++++ Page excerpt ++++

Which is why I had a bag FULL of food with me.

My favorite oatmeal concoction.
An apple.
A banana.
A Lara bar.
Walnuts.
Green tea.
Water.

Just in case I got hungry. Or was stranded on the side of the road. Or was stuck in a blizzard.

I was covered. No matter what happened.

But my biggest concern was what to eat for lunch. Because it was a business lunch which means that I couldn't choose the place.

When did I become so high maintenance?

Oh yes, I remember. The day I was born.

I feel that I need to clarify that after March 22nd I will be back to normal. I am not planning to live my life in such a strict and ridiculous manner. It just wouldn't make any sense. Or be any fun. I am just being a stickler for thirty days in order to see the amazing results I am hoping for.

And then I will eat cornbread and cheese for 20 days straight. Maybe.

++++ Records provided ++++

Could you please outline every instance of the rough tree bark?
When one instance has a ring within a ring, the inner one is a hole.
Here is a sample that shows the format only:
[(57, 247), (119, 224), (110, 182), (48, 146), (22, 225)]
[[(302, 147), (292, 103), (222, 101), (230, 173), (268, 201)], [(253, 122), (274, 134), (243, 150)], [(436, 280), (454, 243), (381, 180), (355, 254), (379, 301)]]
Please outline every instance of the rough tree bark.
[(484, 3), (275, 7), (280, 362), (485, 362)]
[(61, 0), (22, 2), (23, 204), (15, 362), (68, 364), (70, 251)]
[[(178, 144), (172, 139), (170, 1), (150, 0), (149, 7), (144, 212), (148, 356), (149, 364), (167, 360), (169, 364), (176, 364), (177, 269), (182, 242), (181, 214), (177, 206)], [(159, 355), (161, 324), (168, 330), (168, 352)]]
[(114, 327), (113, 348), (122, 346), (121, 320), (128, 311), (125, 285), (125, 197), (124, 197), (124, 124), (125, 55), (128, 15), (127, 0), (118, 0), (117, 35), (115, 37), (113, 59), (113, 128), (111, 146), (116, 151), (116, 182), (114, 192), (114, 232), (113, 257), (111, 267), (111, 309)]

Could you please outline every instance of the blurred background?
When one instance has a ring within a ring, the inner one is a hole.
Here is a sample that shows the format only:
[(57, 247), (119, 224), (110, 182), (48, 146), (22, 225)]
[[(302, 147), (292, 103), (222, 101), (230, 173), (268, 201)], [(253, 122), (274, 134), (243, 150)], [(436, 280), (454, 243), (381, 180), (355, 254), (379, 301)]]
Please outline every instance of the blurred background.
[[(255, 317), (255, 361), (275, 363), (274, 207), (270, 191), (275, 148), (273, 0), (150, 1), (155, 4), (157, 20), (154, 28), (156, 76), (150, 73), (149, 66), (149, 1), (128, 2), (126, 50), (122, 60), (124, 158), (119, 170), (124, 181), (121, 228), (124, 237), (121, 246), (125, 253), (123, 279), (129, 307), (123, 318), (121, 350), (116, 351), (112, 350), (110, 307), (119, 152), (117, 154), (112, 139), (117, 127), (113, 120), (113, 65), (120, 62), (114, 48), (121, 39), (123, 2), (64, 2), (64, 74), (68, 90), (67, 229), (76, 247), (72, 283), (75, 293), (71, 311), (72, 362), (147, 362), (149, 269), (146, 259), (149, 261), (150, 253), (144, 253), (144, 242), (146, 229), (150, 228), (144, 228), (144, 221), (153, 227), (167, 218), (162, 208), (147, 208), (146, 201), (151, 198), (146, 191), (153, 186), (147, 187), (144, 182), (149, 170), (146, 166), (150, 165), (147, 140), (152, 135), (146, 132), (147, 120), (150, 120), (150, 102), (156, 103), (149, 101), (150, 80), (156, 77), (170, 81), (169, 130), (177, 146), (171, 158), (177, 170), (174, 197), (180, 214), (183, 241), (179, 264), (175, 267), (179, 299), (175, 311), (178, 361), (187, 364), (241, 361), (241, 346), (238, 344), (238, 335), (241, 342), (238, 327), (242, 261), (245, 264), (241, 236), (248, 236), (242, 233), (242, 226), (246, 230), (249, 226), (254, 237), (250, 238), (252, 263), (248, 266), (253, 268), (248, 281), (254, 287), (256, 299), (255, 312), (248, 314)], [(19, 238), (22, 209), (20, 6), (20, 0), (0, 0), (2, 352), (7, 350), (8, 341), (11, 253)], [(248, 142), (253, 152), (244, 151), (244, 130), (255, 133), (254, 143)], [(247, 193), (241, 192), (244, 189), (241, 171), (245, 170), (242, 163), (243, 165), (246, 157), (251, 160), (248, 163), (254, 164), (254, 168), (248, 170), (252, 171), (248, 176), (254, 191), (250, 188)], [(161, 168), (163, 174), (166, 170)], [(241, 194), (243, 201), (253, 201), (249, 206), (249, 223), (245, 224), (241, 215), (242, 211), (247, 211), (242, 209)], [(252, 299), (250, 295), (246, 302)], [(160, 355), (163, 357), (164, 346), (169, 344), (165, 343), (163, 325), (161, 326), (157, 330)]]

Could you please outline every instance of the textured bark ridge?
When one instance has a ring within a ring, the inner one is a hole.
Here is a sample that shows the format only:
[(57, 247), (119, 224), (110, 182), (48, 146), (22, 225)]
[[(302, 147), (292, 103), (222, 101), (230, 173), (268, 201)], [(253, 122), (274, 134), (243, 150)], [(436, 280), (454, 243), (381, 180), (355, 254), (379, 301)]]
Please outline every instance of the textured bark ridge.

++++

- [Questions]
#1 Which foods and drinks does the passage about the bag of food name as packed in the bag?
#2 Carry on writing the passage about the bag of food from the point where it stops.
The material comes from a different source than the passage about the bag of food.

- [Answers to the problems]
#1
- Oatmeal concoction
- Apple
- Banana
- Lara bar
- Walnuts
- Green tea
- Water

#2
But back to lunch.... luckily we ended up going to Brixx. Which is one of my favorite places when I visit that area. And even though I love it because of their pizzas, I opted for a salad. A salad with grilled chicken, pine nuts, veggies, and dressing on the side. It was perfect. And filling.

And I was able to continue about my day in a focused manner.

Focused manner? I don't even know what that looks like when it comes to me.

And just in case you were wondering.... I DID stop by Trader Joe's after work. For my fix. Because it was necessary. And I stocked up on groceries for next week... for my trip to Raleigh. I going to stock the fridge in my hotel room with healthy foods so I don't need to eat out. My body and my company will thank me in the long run.

As far as my love for trying new restaurants and trying new food... well, I will just have to put it on hold for now. Even though there is a Cheesecake Factory right by where I will be staying.

The last time I went to Cheesecake Factory... I ordered TWO pieces of cheesecake. Because I couldn't decide which flavor I wanted the most.

I'm sure it got ugly. I can't remember because I was passed out from all the sugar and deliciousness.

But I'm sure my avocado hummus, almond butter, and seaweed snacks will comfort me in the same way.

Except for I won't get the sweats.

After I loaded my car with food, I started the drive home. And drove right on past the gym. I needed a rest. And a break. And some food.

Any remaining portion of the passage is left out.